TEXT SEGMENT:
Researchers Develop Biomolecule Assembly Method for Photoconductive Devices

Postdoctoral fellow Zefan Yao is first author on research, published in Science Advances, that could pave the way for more efficient nanoscale device technologies.

Sept. 5, 2024 - UC Irvine researchers have developed a new method of assembling nanometer-thin biomolecules that can generate light-triggered electrical currents. Their new Lego-like approach for material design could pave the way for more efficient nanoscale device technologies with applications in harvesting energy and stimulating cells.

“We gained a fundamental understanding of how electroactive biomolecules and atomically precise inorganic surfaces interact, and together we made devices that can use lower power, visible light sources to generate localized currents,” said co-lead investigator Herdeline Ardoña, assistant professor of chemical and biomolecular engineering.  

Published in Science Advances, the research was co-led by Ardoña and Maxx Arguilla, assistant professor of chemistry, while the first author, Zefan Yao is a postdoctoral fellow in the Ardoña lab and co-advised by Arguilla.

The new approach could lead to improved designs of medical devices such as neural or cardiac electrodes, which record and stimulate activity of the nervous or cardiac system. It could also enhance  energy harvesting devices such as solar cells. These devices, which are all commonly in use now, are wired systems that rely on inorganic materials. The new light-sensitive assembly method - akin to stacking Lego™ pieces - could enable visible light-powered devices, increasing accessibility and modularity.

Natural language region descriptions:
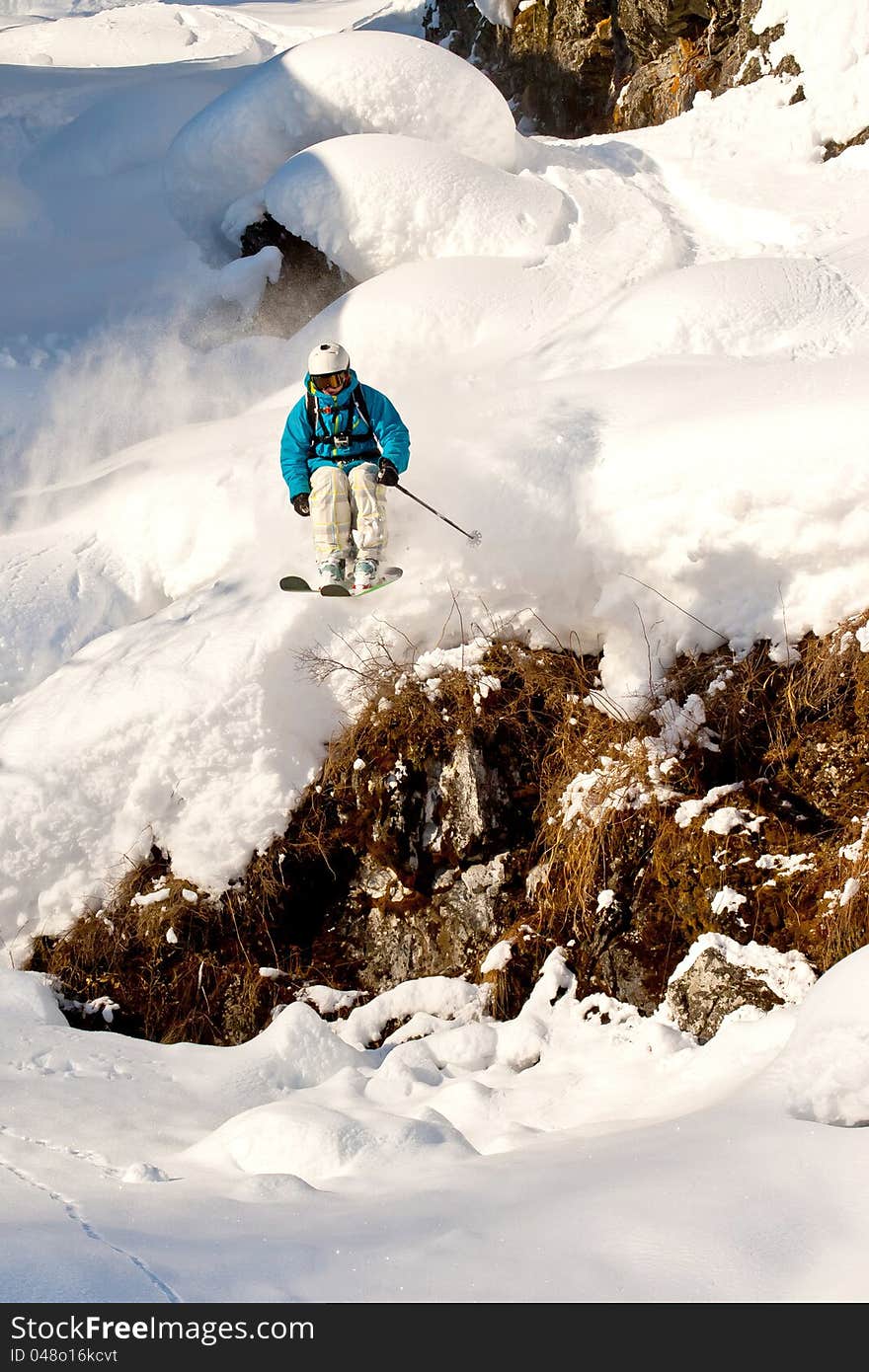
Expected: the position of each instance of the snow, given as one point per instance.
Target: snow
(372, 200)
(341, 84)
(647, 400)
(551, 1129)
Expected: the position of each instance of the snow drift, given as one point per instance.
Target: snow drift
(351, 83)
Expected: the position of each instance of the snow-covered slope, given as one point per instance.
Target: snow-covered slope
(668, 393)
(664, 391)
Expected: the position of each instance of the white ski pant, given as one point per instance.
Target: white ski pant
(347, 509)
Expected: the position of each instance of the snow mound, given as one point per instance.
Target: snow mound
(316, 1143)
(348, 83)
(832, 55)
(375, 200)
(140, 36)
(827, 1058)
(27, 999)
(743, 308)
(123, 129)
(296, 1050)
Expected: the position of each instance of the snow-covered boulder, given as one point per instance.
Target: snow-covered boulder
(348, 83)
(720, 975)
(371, 202)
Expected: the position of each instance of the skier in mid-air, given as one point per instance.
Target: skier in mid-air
(344, 443)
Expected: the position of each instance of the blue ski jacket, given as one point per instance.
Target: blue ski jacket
(340, 433)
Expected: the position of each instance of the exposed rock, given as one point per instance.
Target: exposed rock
(306, 284)
(713, 988)
(396, 940)
(832, 150)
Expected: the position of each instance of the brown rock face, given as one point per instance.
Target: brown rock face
(573, 67)
(713, 988)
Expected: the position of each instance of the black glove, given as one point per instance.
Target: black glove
(387, 474)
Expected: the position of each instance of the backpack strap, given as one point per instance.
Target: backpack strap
(357, 400)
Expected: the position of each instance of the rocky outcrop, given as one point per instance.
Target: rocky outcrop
(713, 988)
(573, 67)
(306, 284)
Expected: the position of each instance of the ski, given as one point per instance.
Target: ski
(340, 590)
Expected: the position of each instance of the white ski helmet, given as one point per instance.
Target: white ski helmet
(328, 357)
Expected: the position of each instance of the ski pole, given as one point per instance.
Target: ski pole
(474, 537)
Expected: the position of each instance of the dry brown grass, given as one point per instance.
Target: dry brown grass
(795, 734)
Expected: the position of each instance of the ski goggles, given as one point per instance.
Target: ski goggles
(331, 380)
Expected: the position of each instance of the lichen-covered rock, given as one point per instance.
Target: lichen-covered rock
(396, 935)
(572, 67)
(713, 987)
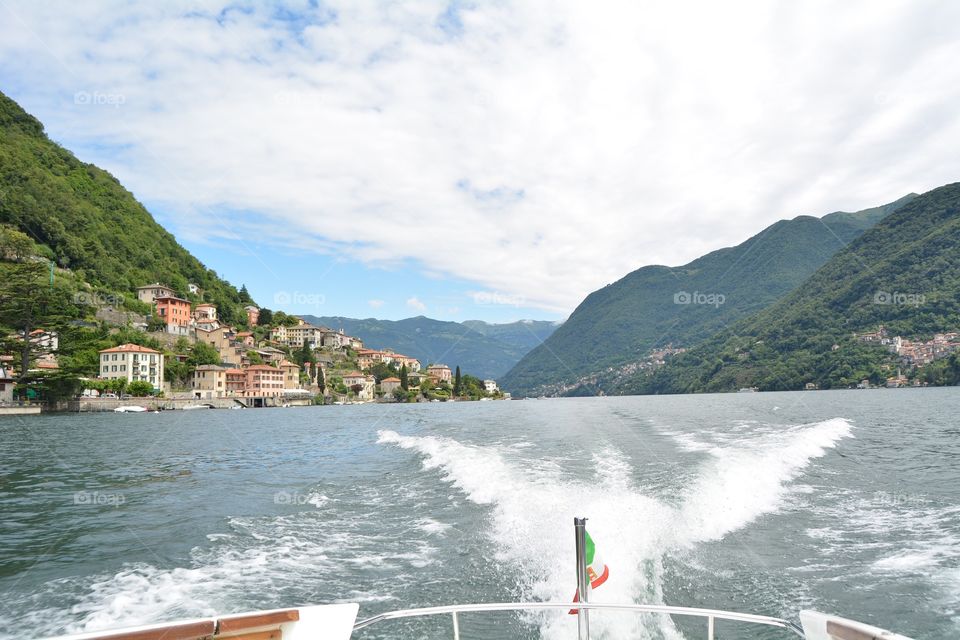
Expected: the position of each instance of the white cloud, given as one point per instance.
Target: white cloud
(415, 304)
(540, 150)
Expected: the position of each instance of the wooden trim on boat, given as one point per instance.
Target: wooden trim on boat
(188, 631)
(839, 631)
(230, 624)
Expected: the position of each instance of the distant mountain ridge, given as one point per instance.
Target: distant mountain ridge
(656, 306)
(479, 348)
(904, 274)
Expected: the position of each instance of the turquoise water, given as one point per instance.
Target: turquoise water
(847, 502)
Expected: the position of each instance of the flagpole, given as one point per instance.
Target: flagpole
(583, 616)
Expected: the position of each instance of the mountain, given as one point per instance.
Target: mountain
(84, 220)
(904, 274)
(480, 349)
(657, 306)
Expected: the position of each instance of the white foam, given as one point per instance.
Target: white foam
(530, 529)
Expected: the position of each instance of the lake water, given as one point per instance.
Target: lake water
(847, 502)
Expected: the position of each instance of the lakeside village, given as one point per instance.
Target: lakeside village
(914, 354)
(204, 363)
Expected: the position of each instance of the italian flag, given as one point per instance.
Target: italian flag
(597, 569)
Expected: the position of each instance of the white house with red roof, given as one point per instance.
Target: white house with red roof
(132, 362)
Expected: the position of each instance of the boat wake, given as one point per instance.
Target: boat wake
(533, 503)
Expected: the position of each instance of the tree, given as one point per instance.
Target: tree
(203, 353)
(155, 323)
(15, 245)
(28, 301)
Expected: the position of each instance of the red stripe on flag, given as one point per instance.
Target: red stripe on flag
(603, 577)
(593, 585)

HOW TO COMPLETE THIS TASK:
Reproduce the biomolecule assembly article word for word, in full.

SOLUTION TO THIS TASK:
Researchers Develop Biomolecule Assembly Method for Photoconductive Devices

Postdoctoral fellow Zefan Yao is first author on research, published in Science Advances, that could pave the way for more efficient nanoscale device technologies.

Sept. 5, 2024 - UC Irvine researchers have developed a new method of assembling nanometer-thin biomolecules that can generate light-triggered electrical currents. Their new Lego-like approach for material design could pave the way for more efficient nanoscale device technologies with applications in harvesting energy and stimulating cells.

“We gained a fundamental understanding of how electroactive biomolecules and atomically precise inorganic surfaces interact, and together we made devices that can use lower power, visible light sources to generate localized currents,” said co-lead investigator Herdeline Ardoña, assistant professor of chemical and biomolecular engineering.  

Published in Science Advances, the research was co-led by Ardoña and Maxx Arguilla, assistant professor of chemistry, while the first author, Zefan Yao is a postdoctoral fellow in the Ardoña lab and co-advised by Arguilla.

The new approach could lead to improved designs of medical devices such as neural or cardiac electrodes, which record and stimulate activity of the nervous or cardiac system. It could also enhance  energy harvesting devices such as solar cells. These devices, which are all commonly in use now, are wired systems that rely on inorganic materials. The new light-sensitive assembly method - akin to stacking Lego™ pieces - could enable visible light-powered devices, increasing accessibility and modularity.